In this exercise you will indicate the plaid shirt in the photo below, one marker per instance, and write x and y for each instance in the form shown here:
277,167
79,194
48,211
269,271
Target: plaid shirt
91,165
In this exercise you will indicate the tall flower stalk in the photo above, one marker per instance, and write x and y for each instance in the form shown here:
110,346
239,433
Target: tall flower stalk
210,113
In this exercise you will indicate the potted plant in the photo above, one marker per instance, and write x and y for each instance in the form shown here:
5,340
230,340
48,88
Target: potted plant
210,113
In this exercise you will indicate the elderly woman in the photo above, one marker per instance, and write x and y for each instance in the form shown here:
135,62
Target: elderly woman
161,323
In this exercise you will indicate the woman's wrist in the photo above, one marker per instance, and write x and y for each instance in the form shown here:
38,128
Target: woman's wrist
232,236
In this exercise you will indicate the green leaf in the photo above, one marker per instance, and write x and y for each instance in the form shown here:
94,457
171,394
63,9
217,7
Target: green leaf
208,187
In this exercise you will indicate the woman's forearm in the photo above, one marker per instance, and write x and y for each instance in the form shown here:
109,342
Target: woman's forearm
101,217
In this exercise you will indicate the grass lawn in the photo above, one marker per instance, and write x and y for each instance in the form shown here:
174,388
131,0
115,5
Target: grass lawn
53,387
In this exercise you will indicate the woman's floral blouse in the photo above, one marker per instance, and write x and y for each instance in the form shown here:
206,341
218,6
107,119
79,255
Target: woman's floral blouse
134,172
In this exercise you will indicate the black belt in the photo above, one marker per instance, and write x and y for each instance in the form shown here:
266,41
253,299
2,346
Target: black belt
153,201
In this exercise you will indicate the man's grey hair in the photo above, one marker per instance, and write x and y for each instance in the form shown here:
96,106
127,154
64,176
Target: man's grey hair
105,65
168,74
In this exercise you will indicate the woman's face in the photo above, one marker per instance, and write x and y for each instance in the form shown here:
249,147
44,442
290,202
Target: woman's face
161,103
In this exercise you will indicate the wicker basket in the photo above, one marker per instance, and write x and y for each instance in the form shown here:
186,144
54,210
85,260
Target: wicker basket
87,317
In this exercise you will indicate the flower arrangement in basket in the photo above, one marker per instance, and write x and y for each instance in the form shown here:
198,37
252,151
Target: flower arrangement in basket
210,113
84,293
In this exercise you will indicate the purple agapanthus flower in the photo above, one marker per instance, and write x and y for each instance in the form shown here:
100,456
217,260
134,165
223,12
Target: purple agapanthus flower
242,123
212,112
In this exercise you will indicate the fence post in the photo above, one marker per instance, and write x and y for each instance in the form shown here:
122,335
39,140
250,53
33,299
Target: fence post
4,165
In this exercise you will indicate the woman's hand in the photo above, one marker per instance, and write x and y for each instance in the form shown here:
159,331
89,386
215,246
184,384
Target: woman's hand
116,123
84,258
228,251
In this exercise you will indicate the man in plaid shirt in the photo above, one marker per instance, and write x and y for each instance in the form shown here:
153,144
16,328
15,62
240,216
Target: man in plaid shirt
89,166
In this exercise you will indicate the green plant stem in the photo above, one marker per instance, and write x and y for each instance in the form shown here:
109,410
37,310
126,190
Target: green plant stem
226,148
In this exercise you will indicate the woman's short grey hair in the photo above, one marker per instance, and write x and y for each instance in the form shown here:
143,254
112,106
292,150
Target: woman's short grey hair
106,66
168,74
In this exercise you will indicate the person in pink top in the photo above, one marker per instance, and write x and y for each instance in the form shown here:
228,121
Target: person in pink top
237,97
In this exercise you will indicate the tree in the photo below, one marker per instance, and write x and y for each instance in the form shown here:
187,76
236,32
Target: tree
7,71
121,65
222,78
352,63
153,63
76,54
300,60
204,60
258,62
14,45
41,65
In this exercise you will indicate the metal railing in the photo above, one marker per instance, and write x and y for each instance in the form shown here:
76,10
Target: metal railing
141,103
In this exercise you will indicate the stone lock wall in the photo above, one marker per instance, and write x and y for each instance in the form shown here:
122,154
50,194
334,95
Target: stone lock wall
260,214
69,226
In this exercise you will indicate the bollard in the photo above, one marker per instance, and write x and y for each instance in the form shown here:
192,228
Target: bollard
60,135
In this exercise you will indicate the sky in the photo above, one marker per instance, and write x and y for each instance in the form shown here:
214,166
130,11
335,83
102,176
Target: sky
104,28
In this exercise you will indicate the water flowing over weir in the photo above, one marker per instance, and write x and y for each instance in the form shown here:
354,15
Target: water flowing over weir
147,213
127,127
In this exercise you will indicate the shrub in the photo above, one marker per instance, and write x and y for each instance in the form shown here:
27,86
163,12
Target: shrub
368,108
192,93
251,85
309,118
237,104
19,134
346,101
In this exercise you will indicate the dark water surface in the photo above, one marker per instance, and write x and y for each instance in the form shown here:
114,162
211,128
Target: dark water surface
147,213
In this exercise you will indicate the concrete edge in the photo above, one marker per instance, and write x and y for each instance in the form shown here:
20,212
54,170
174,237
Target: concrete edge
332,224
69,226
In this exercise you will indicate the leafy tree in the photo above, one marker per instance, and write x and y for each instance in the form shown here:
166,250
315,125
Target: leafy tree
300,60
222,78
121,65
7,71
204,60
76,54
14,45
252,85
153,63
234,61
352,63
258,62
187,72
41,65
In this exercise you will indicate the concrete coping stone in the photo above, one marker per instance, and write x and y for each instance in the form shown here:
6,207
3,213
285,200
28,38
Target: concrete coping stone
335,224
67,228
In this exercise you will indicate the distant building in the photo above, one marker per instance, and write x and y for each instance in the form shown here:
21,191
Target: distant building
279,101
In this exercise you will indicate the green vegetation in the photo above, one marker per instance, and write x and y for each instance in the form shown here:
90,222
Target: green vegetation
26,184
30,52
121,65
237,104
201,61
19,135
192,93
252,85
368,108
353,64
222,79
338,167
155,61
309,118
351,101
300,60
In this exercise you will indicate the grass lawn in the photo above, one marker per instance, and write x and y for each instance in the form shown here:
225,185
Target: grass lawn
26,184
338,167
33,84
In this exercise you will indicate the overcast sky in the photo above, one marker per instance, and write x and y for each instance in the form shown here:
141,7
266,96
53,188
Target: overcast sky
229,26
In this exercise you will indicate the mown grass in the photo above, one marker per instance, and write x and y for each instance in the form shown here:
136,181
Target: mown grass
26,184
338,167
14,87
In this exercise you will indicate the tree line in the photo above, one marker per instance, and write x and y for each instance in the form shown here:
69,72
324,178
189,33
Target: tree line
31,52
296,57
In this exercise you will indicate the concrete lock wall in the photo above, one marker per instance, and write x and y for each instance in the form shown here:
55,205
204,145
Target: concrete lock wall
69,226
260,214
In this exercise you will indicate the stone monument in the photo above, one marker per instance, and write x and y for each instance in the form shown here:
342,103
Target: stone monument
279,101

--- --- ---

Repeat each of the entries above precisely as given.

- _The reply_:
In this exercise you will indicate the plaid shirt in the photo below, one marker per instance, and write x and y for each instance in the form shown here:
277,167
79,194
48,211
269,271
Target: plaid shirt
91,165
In this exercise you will indicate the tall flower stalk in the photo above, one marker per instance, and write x and y for each instance in the form shown here:
110,346
239,433
Target: tall flower stalk
210,113
In this exercise you will indicate the potted plant in the photo above, one marker per instance, and write x and y for each instance in the form shown here:
5,340
230,340
48,88
Target: potted plant
210,113
In this exercise you will indicate the elderly woman in the photo above, one marker per instance, and write x and y for each instance in the form shown here:
135,62
Target: elderly woman
161,323
In this exercise you will indicate the woman's wrist in the photo above, one marker per instance, and write x and y for each instance in the form shown here:
38,128
Target: woman's wrist
232,236
In this exercise you will indicate the green leaf in the photo above, one marker per instance, and write x and y for each instance in the form shown here:
94,457
171,394
63,9
217,7
Target: green leaf
208,187
In this exercise you will indicate the woman's forearm in the photo above, one marker per instance, and write x and y for each instance in the form shown here:
109,342
Target: woman's forearm
101,217
In this exercise you will indicate the grass lawn in the photo above, one marker per instance, and write x and y for each instance in the form shown here:
174,388
131,0
115,5
Target: grass lawn
53,387
In this exercise you will indicate the woman's floral blouse in the photo above, one marker per instance, and write x and y for each instance in the form shown here:
206,341
218,6
107,119
79,255
Target: woman's floral blouse
134,172
In this exercise you will indicate the black belt in the photo above, one marker per instance, and write x and y for each instance in the form shown here:
266,41
253,299
2,346
Target: black belt
153,201
In this exercise you will indicate the man's grey hair in the photo above, one marker per instance, and write x and y for each instance in the form shown here:
96,106
127,154
64,176
Target: man's grey hair
105,65
168,74
In this exercise you will indicate the woman's face in the photo above, one marker per instance, and write x and y for each instance in the form shown here:
249,147
44,442
290,202
Target: woman's face
161,103
In this exercise you will indicate the wicker basket in the photo above, one marker per instance, and write x and y for each instance in the form shown here:
186,144
54,210
85,260
Target: wicker basket
87,317
In this exercise you will indicate the flower arrangement in basket in the photo above, one marker per instance, and write x and y for each instance in the form shown here:
198,37
252,151
Target: flower arrangement in basket
210,113
84,293
In this exercise you will indicate the purple agapanthus flower in the photo above, one marker per instance, and write x and y for each instance in the form shown here:
100,456
217,260
134,165
223,12
Target: purple agapanthus flower
242,123
212,112
In this exercise you will indicate the fence post in the photo above, one marker per instance, and write x and y for each instance in the form shown here:
122,335
39,140
250,53
33,299
Target: fence post
4,165
In this exercise you will indicate the woman's hand in the photo above, one marker per instance, and write x and y for each instance in the form shown here:
159,331
89,386
215,246
184,384
Target: woman's hand
116,123
84,258
228,251
In this exercise you will indicate the man in plaid shirt in the photo above, one marker per instance, and write x and y for each instance in the form shown here:
153,144
16,328
15,62
240,216
Target: man in plaid shirt
89,166
In this exercise you will indicate the green plant stem in the photo above, one marker per instance, and write x and y for each instance in the form shown here:
109,410
37,310
126,190
Target: green plant stem
226,148
In this exercise you will indicate the woman's short grey hair in the photo above, one marker per instance, and write x and y for each instance in the form shown here:
143,254
112,106
292,150
Target: woman's short grey hair
106,66
168,74
In this exercise you will indicate the person in pink top in the photo above, one marker per instance, and write x and y for each instance in the form shown here:
228,121
Target: person in pink top
237,97
In this exercise you will indicate the tree in the photo below, one marker per instance, and write x and y for each instance in the form shown here:
187,76
236,32
Target: tree
7,71
121,65
222,78
352,63
153,63
76,54
300,60
204,60
258,62
14,45
41,65
In this exercise you will indicate the metal railing in the photo above, one marker per instance, and write x and y for each instance in the form shown here:
76,10
Target: metal railing
141,103
In this exercise you will indicate the stone lock wall in the photo above, one marker per instance, and write x and y for each instance in the form shown here:
122,154
50,194
334,95
Target: stone lock wall
260,214
69,226
In this exercise you will indicate the bollard in the photo above, one marker per instance, and write x and y for each instance in the form shown here:
192,228
Target: bollard
60,135
In this exercise you will indicate the sky in the photo above, one marker per instance, and write x and y for each instance in the form shown here:
214,166
130,11
335,83
102,176
Target: sky
104,28
In this exercise you will indicate the water flowing over weir in the photo above, one marker per instance, and write x and y for each instance in the form shown here:
354,15
Target: water flowing over weir
147,213
127,127
In this exercise you will indicate the shrub in the photo above, one marker per instance, and write x and y for each instance in the form shown here:
27,86
163,12
Target: shrub
368,108
192,93
251,85
309,118
237,104
19,134
346,101
In this exercise you will indicate the dark water surface in the photo above, one marker per instance, and write x and y for each instance in the form shown here:
114,162
211,128
Target: dark water surface
147,213
In this exercise you will indicate the concrete edge in the photo above, one marker per instance, and write x and y for each instance in the form shown here:
20,212
54,170
174,237
Target: concrete edge
332,224
69,226
In this exercise you will indicate the leafy tree in the photo above, one marker per instance, and write x and y for each instance in the form shown here:
166,250
315,125
Target: leafy tree
300,60
222,78
121,65
7,71
204,60
76,54
14,45
252,85
153,63
234,61
352,63
258,62
187,72
41,65
In this exercise you will indicate the concrete coping stone in the photo above, one marker per instance, and write x and y for each instance in the form shown here:
6,207
3,213
285,200
28,38
Target: concrete coping stone
335,224
67,228
In this exercise you will indicate the distant building in the photo above, one marker per instance, and write x and y for each instance in the form shown here:
21,191
Target: distant building
279,101
In this exercise you will indicate the green vegetation in the photo above, one marker per instance, and write x and y for each instance in the form shown here:
90,222
Target: green vegetation
26,184
30,52
121,65
237,104
201,61
19,135
192,93
252,85
368,108
353,64
222,79
338,167
155,61
309,118
351,101
300,60
In this exercise you will indicate the grass lawn in the photo above, one marker per instance, and write x and y for each instance in the form shown here:
225,185
Target: grass lawn
26,184
338,167
33,84
In this exercise you will indicate the overcast sky in the photo above, one marker per instance, and write x and y for each instance in the form shown here:
141,7
266,96
53,188
Target: overcast sky
229,26
In this exercise you will indicate the mown grass in the photo above, one marker per instance, and write x and y for each instance in the form shown here:
136,181
Target: mown grass
26,184
338,167
14,87
In this exercise you will indicate the tree line in the photo above, one marker per instance, and write x and y for each instance in the form shown here:
69,72
324,178
189,33
Target: tree line
31,52
296,57
In this exercise you will indicate the concrete lock wall in the photo above, one marker per instance, and write x and y for each instance in the form shown here:
55,205
204,145
Target: concrete lock wall
69,226
260,214
In this exercise you will indicate the stone monument in the photo above, one marker per instance, and write x and y for each instance in the form shown here:
342,103
Target: stone monument
279,101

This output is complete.